### [WRITTEN REQUEST]
Rewrite the records from their first line up to and including the line with "[404,306,492,416]" as a numbered list, omitting any blank lines.

┄┄┄┄┄┄┄┄┄┄

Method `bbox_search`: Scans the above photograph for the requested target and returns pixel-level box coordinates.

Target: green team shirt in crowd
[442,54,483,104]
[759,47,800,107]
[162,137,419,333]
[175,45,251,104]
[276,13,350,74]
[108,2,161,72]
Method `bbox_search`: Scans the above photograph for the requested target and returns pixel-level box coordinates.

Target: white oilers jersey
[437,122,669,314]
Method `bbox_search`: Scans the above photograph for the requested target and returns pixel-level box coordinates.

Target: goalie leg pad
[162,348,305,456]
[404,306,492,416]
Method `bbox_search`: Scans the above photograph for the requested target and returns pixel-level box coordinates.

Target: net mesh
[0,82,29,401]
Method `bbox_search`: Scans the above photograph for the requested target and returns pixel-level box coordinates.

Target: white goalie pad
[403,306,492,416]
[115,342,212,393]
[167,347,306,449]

┄┄┄┄┄┄┄┄┄┄

### [RESULT OF THE EXERCISE]
1. Method `bbox_search`: Scans the above photograph for the requested target and returns pixel-level box coordinates.
2. Target: green team shirt in crowd
3. [442,54,483,104]
4. [759,47,800,107]
5. [162,137,419,333]
6. [175,45,251,104]
7. [276,13,350,74]
8. [108,2,161,72]
9. Method `bbox_search`: Scans the above photograph for the requested target and returns pixel-level box coordinates.
10. Target: white oilers jersey
11. [437,122,669,314]
12. Method `bbox_search`: Scans the above photograph for the requested target and returns pixel-level box coordinates.
13. Target: goalie leg pad
14. [162,348,305,456]
15. [404,306,492,416]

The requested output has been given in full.